** Items from a dataset **
----------------------------------------
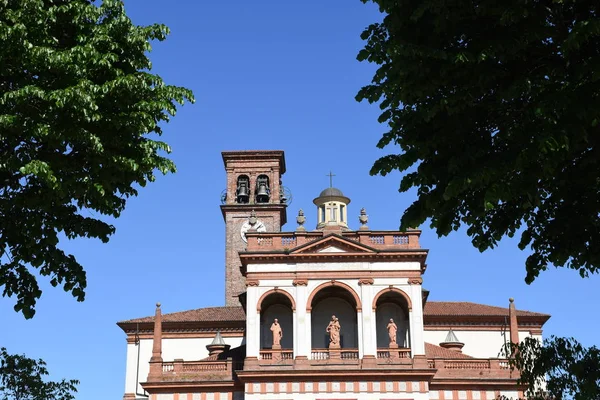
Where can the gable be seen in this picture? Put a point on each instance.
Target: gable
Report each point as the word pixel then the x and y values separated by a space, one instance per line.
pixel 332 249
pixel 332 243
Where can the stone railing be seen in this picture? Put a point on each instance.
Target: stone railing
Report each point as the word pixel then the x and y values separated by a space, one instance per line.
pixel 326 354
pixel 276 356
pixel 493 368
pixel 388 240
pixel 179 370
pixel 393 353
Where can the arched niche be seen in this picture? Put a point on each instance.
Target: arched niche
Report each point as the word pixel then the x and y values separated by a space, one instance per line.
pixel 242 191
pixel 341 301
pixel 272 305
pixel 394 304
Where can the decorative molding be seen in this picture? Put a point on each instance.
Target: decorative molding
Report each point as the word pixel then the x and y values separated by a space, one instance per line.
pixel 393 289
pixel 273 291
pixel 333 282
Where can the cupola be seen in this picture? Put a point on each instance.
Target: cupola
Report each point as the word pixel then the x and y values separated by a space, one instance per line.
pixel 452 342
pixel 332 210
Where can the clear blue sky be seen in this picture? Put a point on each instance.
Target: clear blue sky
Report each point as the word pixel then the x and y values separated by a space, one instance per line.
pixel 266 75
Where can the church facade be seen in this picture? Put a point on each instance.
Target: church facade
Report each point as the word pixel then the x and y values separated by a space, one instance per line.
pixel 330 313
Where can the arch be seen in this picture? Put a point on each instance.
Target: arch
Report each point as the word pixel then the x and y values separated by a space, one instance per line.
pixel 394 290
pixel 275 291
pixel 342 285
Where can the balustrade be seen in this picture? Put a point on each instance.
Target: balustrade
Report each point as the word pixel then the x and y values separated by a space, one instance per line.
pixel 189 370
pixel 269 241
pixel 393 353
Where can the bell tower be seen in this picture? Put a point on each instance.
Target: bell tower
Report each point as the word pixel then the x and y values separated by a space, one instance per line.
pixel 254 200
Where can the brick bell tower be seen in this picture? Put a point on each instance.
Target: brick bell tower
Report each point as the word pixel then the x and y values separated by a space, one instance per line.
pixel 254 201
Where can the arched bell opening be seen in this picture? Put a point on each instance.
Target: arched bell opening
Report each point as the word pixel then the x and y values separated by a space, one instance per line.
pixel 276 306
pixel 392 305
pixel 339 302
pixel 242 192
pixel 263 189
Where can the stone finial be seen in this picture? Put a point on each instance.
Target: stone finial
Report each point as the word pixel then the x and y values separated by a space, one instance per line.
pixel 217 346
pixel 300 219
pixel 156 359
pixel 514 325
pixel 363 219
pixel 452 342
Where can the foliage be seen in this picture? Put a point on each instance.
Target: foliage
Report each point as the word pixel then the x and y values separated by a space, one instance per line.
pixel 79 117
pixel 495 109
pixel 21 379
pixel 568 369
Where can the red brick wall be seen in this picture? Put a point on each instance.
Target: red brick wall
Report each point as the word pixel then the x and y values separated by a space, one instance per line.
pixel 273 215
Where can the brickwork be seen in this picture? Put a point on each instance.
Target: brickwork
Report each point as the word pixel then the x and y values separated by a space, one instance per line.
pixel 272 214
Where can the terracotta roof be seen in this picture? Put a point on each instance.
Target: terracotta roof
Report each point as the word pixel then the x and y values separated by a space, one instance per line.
----------------------------------------
** SHORT TASK **
Lay out every line of the items above as a JSON list of strings, one string per line, leaving out blank lines and the pictures.

** ANSWER TO THIS EXERCISE **
[
  "Where can the gable be seen in this picture? Put a point on each instance.",
  "Target: gable",
  "Report each point as the word pixel then the x and y values separated by a space, one instance per line.",
  "pixel 332 249",
  "pixel 332 243",
  "Where can the stone railing be seen in this picture? Put a point on each instance.",
  "Target: stone railing",
  "Report each point as the word pixel then the x and y values separated by a space, one instance per line.",
  "pixel 326 354",
  "pixel 276 356",
  "pixel 493 368",
  "pixel 388 240",
  "pixel 179 370",
  "pixel 393 353",
  "Where can the arched niche be seen in this picture? Put a point on each instance.",
  "Target: arched niche",
  "Report each point as the word pixel then the x and y values separated by a space, one instance per line.",
  "pixel 242 191",
  "pixel 341 301",
  "pixel 272 305",
  "pixel 394 304",
  "Where can the decorative molding be seen in this picture? Put a point on each instance.",
  "Target: decorative molding",
  "Report each point as the word pixel then the x and y values separated by a space, one instance per line.",
  "pixel 393 289",
  "pixel 273 291",
  "pixel 333 282",
  "Where can the cupola be seen in this picture? Put a point on each instance.",
  "Target: cupola",
  "Report each point as the word pixel then the x and y values separated by a space, one instance per line.",
  "pixel 452 342",
  "pixel 332 210",
  "Where can the clear blue sky be seen in this picture? Put a point on each instance.",
  "Target: clear blue sky",
  "Report each point as the word pixel then the x and y values separated by a space, one instance per line.",
  "pixel 266 75",
  "Where can the church facade be seen in this picture? Put a point on each instance.",
  "Target: church facade",
  "Report each point as the word pixel then the x and y values separated by a space, one instance per line.",
  "pixel 330 313",
  "Where can the arch be seen in this picture? Put a point on each instance.",
  "Target: arch",
  "Report each point as the word pixel then the x and y values separated by a space, one instance per line.",
  "pixel 394 290",
  "pixel 275 291",
  "pixel 342 285",
  "Where can the balustrade be seen in this picture? Put a point on each instance.",
  "Target: balustrade",
  "Report each point as the word pixel then the x and y values separated by a space, one instance per line.",
  "pixel 189 370",
  "pixel 269 241",
  "pixel 393 353",
  "Where can the bell tower be seen in this picture? Put a point on each instance.",
  "Target: bell tower",
  "Report each point as the word pixel then the x and y values separated by a space, one instance per line.",
  "pixel 254 200",
  "Where can the brick bell tower be seen in this picture? Put a point on each instance.",
  "Target: brick bell tower",
  "Report each point as the word pixel then the x and y values separated by a space, one instance per line.",
  "pixel 254 201",
  "Where can the arched bell opening be seen in this picture? Put a point on each instance.",
  "Target: arched bell opening",
  "Report each point as the word pixel then the x and y values separated by a space, one instance per line.",
  "pixel 276 306",
  "pixel 392 305",
  "pixel 339 302",
  "pixel 242 192",
  "pixel 263 189",
  "Where can the stone finial be seen in this picture? Put a point on each instance.",
  "Target: stone finial",
  "Report each point as the word pixel then the x and y values separated by a space, one instance per line.",
  "pixel 217 346",
  "pixel 300 219",
  "pixel 156 359",
  "pixel 514 325",
  "pixel 363 219",
  "pixel 452 342",
  "Where can the foliage be seen in this picture? Put a point on each instance.",
  "Target: foliage",
  "Report each point as the word pixel then the x and y values separated by a space, one instance per line.",
  "pixel 79 117",
  "pixel 495 109",
  "pixel 21 379",
  "pixel 568 369",
  "Where can the red brick wall be seen in this picture? Put a point on each instance.",
  "Target: red brick wall",
  "Report each point as the word pixel then the x and y values separated by a space, one instance per line.",
  "pixel 273 215",
  "Where can the brickwork be seen in this picture? Put a point on each instance.",
  "Target: brickwork",
  "Report each point as the word pixel then the x and y values separated by a space, one instance per line.",
  "pixel 272 214",
  "Where can the terracotta roof be seen in this picture? Put a point on each instance.",
  "Target: terracotta roof",
  "Report each point as the word pixel then the x and y values separated by a space, one instance per line."
]